Material provided →

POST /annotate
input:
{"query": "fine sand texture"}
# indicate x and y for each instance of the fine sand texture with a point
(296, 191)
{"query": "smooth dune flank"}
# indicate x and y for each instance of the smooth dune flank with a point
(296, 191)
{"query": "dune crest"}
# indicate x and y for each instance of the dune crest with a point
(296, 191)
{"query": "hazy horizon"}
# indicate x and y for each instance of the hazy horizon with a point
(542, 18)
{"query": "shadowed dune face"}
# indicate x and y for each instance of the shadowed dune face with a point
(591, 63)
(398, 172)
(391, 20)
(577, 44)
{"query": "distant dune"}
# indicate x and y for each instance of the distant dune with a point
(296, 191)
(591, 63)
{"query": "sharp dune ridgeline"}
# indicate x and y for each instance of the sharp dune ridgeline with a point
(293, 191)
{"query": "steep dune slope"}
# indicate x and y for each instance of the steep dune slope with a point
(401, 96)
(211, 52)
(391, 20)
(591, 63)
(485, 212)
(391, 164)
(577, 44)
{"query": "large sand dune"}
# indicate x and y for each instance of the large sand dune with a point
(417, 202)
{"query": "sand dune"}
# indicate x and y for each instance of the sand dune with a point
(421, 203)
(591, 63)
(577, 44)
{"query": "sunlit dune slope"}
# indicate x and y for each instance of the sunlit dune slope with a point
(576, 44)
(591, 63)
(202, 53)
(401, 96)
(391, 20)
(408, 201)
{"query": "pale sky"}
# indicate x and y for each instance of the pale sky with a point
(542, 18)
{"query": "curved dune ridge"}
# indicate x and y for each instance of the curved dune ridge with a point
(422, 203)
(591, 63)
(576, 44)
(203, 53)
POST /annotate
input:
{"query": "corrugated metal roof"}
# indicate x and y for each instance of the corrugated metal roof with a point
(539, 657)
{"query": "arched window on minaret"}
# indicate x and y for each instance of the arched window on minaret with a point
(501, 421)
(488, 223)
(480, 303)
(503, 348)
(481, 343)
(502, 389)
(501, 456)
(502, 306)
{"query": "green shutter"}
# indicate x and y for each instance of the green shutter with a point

Task item → All of the entries above should be transcribed exactly, line for line.

Result for this exercise →
POST /annotate
input:
{"query": "fine sand texture"}
# indicate x and y for each instance of the fine sand texture with a point
(296, 191)
{"query": "smooth dune flank"}
# indicate x and y for each instance of the smooth dune flank with a point
(296, 191)
{"query": "dune crest"}
# indicate x and y for each instance of the dune crest with a point
(296, 191)
{"query": "hazy horizon"}
# indicate x and y for each instance of the hazy horizon with a point
(542, 18)
{"query": "shadowed dune face"}
# indicate x and y for each instance of the shadowed dune face with a point
(591, 63)
(398, 172)
(391, 20)
(577, 44)
{"query": "distant dune"}
# indicate x and y for each instance of the distant dune with a point
(296, 191)
(591, 63)
{"query": "sharp dune ridgeline"}
# indicate x and y for each instance of the sharp dune ridgeline with a point
(293, 191)
{"query": "steep dune slope"}
# indicate x and y for each instance of the steep dune slope with a point
(401, 96)
(211, 52)
(391, 20)
(591, 63)
(485, 212)
(391, 164)
(577, 44)
{"query": "large sand dune"}
# indicate x and y for each instance of the large sand dune with a point
(417, 202)
{"query": "sand dune"}
# indicate x and y for each instance of the sand dune with a point
(421, 203)
(591, 63)
(577, 44)
{"query": "sunlit dune slope"}
# indicate x and y for each instance of the sunlit dune slope with a point
(576, 44)
(591, 63)
(202, 53)
(401, 96)
(391, 20)
(408, 201)
{"query": "pale sky"}
# indicate x and y for each instance of the pale sky with a point
(542, 18)
{"query": "curved dune ridge"}
# indicate x and y for each instance of the curved dune ridge with a point
(422, 203)
(591, 63)
(576, 44)
(203, 53)
POST /annotate
input:
{"query": "corrugated metal roof"}
# indicate x and y for each instance of the corrugated metal roof with a point
(539, 657)
{"query": "arched window on minaret"}
# indicate x and y for each instance of the arched window on minaret with a point
(501, 421)
(488, 223)
(480, 303)
(503, 348)
(481, 343)
(502, 389)
(501, 456)
(502, 306)
{"query": "green shutter"}
# indicate x and y for each instance of the green shutter with a point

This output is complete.